→ **ACTION ITEM**
Repeat each record below exactly as given.

→ **DATA SUPPLIED**

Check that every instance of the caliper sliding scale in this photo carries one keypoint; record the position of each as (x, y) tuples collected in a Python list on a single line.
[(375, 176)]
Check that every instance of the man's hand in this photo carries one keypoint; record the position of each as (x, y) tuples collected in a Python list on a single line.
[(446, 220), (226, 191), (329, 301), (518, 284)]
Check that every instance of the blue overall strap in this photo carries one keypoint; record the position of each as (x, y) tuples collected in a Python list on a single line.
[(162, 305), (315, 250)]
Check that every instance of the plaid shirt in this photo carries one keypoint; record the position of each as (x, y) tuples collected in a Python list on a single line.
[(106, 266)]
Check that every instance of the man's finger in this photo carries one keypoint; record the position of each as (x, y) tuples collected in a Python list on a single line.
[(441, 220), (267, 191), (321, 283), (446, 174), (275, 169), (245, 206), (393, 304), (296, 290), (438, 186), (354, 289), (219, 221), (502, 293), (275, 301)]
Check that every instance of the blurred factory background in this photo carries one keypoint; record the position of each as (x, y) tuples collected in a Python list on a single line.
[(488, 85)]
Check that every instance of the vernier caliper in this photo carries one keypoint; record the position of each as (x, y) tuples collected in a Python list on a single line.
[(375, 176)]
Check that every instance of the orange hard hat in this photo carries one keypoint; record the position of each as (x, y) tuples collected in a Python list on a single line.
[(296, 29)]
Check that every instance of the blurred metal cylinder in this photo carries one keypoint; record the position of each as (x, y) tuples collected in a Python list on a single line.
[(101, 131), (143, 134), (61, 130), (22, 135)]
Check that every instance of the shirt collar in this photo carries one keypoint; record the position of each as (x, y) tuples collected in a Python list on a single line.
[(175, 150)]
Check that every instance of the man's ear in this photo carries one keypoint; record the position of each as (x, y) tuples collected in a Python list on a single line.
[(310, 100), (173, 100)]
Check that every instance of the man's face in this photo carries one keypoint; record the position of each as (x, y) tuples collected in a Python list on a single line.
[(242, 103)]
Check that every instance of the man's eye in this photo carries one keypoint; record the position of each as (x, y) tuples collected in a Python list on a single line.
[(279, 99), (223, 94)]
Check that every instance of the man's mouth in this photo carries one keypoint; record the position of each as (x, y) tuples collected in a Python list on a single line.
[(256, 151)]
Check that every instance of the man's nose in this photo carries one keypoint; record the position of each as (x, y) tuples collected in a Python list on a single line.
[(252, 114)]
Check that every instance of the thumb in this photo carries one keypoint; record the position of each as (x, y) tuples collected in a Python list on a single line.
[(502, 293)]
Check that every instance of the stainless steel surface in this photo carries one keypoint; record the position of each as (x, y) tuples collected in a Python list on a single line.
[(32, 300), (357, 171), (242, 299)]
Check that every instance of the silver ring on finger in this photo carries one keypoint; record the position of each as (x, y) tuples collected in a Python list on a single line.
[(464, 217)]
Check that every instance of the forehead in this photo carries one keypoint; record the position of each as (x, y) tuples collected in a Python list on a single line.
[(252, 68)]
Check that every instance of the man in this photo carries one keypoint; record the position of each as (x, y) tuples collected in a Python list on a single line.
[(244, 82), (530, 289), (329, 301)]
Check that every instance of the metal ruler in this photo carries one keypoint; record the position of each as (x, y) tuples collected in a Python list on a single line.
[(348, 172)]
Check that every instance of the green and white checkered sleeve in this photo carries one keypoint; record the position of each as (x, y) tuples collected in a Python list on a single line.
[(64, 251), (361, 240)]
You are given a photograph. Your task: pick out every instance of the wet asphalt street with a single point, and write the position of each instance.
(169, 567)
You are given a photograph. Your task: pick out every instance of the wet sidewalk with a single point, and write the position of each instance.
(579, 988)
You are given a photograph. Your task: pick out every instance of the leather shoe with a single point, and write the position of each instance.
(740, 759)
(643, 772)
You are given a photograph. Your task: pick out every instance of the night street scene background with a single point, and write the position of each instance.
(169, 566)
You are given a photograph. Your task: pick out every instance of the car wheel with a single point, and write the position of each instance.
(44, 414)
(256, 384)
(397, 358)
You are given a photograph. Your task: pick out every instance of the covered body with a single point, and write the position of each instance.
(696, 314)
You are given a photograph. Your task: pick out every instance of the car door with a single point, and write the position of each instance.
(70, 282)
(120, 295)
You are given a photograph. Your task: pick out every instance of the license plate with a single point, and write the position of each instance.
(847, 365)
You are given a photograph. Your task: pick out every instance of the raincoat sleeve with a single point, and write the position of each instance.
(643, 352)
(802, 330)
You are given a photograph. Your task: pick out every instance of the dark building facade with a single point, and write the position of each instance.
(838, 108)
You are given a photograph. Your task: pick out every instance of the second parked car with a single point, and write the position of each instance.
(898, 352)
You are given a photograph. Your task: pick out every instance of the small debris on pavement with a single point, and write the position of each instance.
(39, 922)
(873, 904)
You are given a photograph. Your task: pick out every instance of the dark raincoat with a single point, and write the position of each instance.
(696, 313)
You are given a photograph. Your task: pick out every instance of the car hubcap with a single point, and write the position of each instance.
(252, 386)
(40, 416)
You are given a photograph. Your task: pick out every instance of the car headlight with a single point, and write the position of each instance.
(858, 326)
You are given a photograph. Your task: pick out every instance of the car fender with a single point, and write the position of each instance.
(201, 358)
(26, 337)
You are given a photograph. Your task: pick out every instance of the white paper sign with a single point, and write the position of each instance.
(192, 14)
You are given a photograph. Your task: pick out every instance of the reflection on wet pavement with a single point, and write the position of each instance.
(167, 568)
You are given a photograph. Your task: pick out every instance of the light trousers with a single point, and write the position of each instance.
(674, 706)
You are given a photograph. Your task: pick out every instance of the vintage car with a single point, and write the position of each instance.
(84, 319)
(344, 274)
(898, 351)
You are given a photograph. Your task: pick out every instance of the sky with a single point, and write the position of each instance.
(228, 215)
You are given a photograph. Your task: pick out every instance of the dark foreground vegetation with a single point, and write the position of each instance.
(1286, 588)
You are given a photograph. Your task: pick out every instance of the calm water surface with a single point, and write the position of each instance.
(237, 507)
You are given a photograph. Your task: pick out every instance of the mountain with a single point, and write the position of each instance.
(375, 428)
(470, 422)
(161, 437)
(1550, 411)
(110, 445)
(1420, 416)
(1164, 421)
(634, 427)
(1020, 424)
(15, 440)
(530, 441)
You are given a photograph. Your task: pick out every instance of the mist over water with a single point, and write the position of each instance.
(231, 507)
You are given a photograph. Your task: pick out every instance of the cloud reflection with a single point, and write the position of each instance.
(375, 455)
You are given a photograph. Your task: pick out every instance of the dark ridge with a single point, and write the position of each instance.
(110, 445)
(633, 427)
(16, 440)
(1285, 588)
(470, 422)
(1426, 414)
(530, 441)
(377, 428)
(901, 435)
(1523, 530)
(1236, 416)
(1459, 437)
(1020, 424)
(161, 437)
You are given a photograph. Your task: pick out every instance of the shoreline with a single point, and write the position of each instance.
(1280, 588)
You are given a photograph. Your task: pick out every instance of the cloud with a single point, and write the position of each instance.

→ **YOUR SOLUTION**
Check that every instance of the caliper sliding scale in this photo carries one keypoint; record the position of each as (x, y) tuples collected in a Python list on a single line.
[(375, 176)]
Check that every instance of the man's hand in this photo carries one keypoint; record the position of each as (x, y) tuples collected in a Python list on a single line.
[(446, 220), (226, 191), (329, 301), (518, 284)]
Check that every instance of the blue overall strap in this photo carries one keypoint; record the position of each as (x, y) tuples collected in a Python list on a single line.
[(162, 305), (315, 250)]
Check that every instance of the plaid shirt in this photo carries one keypoint; record the position of each as (x, y) tuples collected in a Python list on a single line.
[(106, 266)]
Check that every instance of the man's finger in this photo carries one keypoint; record the position of each as (x, y) tuples collected in a Python list on a single line.
[(441, 220), (267, 191), (321, 283), (446, 174), (275, 169), (245, 206), (393, 304), (296, 290), (438, 186), (354, 289), (219, 221), (502, 293), (275, 301)]
Check that every instance of the blurred factory background in this photo carries one keypoint; record the position of each as (x, y) tuples collected in a Python list on a single line.
[(488, 85)]
Check that every instance of the vernier caliper in this photo carries one keypoint; record the position of each as (x, y) tuples collected in a Python list on a single line.
[(375, 176)]
Check that every instance of the orange hard hat in this photo carries one keypoint; record the position of each as (x, y) tuples collected in a Python list on a single line.
[(296, 29)]
Check that every instance of the blurred metal cylinder in this photo carries one keypoint; record the position of each as (x, y) tuples collected in a Python list on a single line.
[(101, 131), (143, 134), (61, 130), (22, 135)]
Check that every instance of the shirt collar in this photo carries one keypoint; record the position of each as (x, y) tuples collected in a Python list on a single line.
[(175, 150)]
Check that every instance of the man's ear in this photo carries one keypoint; record the position of each as (x, y) tuples collected in a Python list on a single line.
[(310, 100), (173, 100)]
Check that every instance of the man's face in this photo carries one keypoint; record the position of each as (x, y) tuples collected in a Python list on a single line.
[(242, 103)]
Check that every instance of the man's eye in this photo carries one keypoint; record the position of each as (x, y) tuples collected in a Python list on a single line.
[(279, 99), (223, 94)]
Check that every instance of the man's mouth in this photo carries one keypoint; record the position of each as (x, y) tuples collected in a Python list on a single line.
[(256, 151)]
Check that every instance of the man's nose in this photo carries one keypoint; record the position of each as (x, y) tuples collected in a Python list on a single line.
[(252, 114)]
Check that every instance of the thumb in this photo carries one keypoint; record the position of each as (x, y) tuples collected in a Python list on a single line.
[(502, 293)]
Check that every instance of the stainless steel surface in this photo carries one keypoint; record the position of each as (x, y) tuples collected in a Python list on a single line.
[(32, 300), (357, 171), (242, 299)]
Check that every instance of the silver ring on finger in this photo carries one keypoint; record the position of each as (x, y) tuples collected in a Python list on a single line.
[(464, 217)]
Check that every instance of the forehead in this photo carries one keypoint; record the position of each as (x, y) tuples collected in a Python list on a single line.
[(252, 68)]
Check that every instance of the man in this photo carries one keypoint; record the position of each as (x, y) tuples collected in a Python list on a single line.
[(244, 82), (530, 289), (329, 301)]
Check that every instance of the metal ruler in this photo carries one keypoint; record the position of each as (x, y) tuples collected in a Python list on a single line.
[(348, 172)]
Check that every instance of the green and white checkered sleeve in this photo carries one keypoint; record the position of each as (x, y) tuples collected in a Python list on a single line.
[(64, 251), (361, 240)]
You are given a photograph. Your task: pick out every instance of the wet asphalt street with a single point, and write the position of each instance.
(169, 567)
You are given a photograph. Your task: pick out every instance of the wet sidewalk with a single point, and write the position of each instance.
(579, 988)
You are given a photograph. Your task: pick out every instance of the leather shoe with a single point, and write the position of each instance.
(740, 759)
(643, 772)
You are given a photograph. Your task: pick out every instance of the night street scene background with a single point, and write the position of each instance.
(169, 566)
You are given a photograph. Your task: pick out every instance of the car wheel with a single point, and write the position of each instance.
(44, 414)
(256, 384)
(397, 358)
You are given a photograph. Your task: pick out every instance of the covered body with a single point, and write the position of each instance.
(696, 314)
You are given a photograph. Your task: pick out every instance of the car door with a single point, and write the position of each instance.
(70, 282)
(120, 295)
You are given a photograph. Your task: pick out every instance of the license plate with a single point, and write the position of each instance.
(847, 365)
You are given a photograph. Your task: pick out every instance of the raincoat sleeve with a single point, and write the position of each instance.
(643, 352)
(802, 330)
You are given a photograph. Your task: pick out every instance of the dark building facade with a single point, and write the position of each instance.
(838, 108)
You are given a photograph. Your task: pick out every instance of the second parked car with a single point, and write the position of each instance.
(898, 352)
You are given a photograph. Your task: pick out every instance of the small debris on pavement with a single point, and write the position of each instance.
(39, 922)
(873, 904)
You are given a photograph. Your task: pick out every instance of the dark raincoat with a single point, and write the position of each instance.
(696, 313)
You are given a photograph. Your task: pick out every instance of the car hubcap with a single point, and write the position of each instance.
(252, 386)
(40, 416)
You are given a photograph. Your task: pick out every instance of the car headlight with a single point, and write the position of each instance.
(858, 326)
You are given a photograph. Your task: pick out every instance of the car fender with a single point, and write the position of each instance.
(201, 358)
(26, 337)
You are given a photograph. Your task: pick out every instance of the white paper sign with a single point, and write the position of each instance.
(192, 14)
You are given a photograph. Your task: pick out every instance of the reflection on wet pavement with a single point, and write the position of each instance.
(167, 568)
You are given a photograph. Your task: pick out every instance of the light trousers with a single point, and write the position of each instance.
(674, 706)
You are given a photograph. Your task: pick out every instance of the vintage car with a single point, and write the position of each instance.
(84, 319)
(344, 274)
(898, 351)
You are given a photograph. Your task: pick out every instance of the sky with a single point, and write the position of each instance.
(228, 215)
You are given a photograph. Your task: pick out every instance of the dark foreground vegetation with a single point, and write the position of each instance.
(1286, 588)
You are given a photograph. Your task: pick out every instance of the calm water surface with a single point, and write the position of each instance.
(237, 507)
You are given a photograph. Your task: pick out every instance of the mountain with a single point, and write the position of each instance.
(375, 428)
(470, 422)
(161, 437)
(1550, 411)
(110, 445)
(1420, 416)
(1164, 421)
(634, 427)
(1020, 424)
(15, 440)
(530, 441)
You are given a photograph. Your task: pick out every instance of the mist over water with a single point, and write the position of each instance.
(231, 507)
You are given a photograph. Your task: pick out every instance of the cloud reflection with a single point, and write the position of each instance.
(375, 455)
You are given a photograph. Your task: pick out every instance of the dark ridge with a single point, and write the position of each instance.
(110, 445)
(633, 427)
(16, 440)
(1285, 588)
(470, 422)
(1426, 414)
(530, 441)
(377, 428)
(901, 435)
(1523, 530)
(1236, 416)
(1459, 437)
(1020, 424)
(161, 437)
You are given a photograph. Your task: pick out every instance of the shoreline with a single point, and write the position of each instance.
(1280, 588)
You are given a photograph. Your task: pick out every instance of the cloud with a single point, and write the position of each instance.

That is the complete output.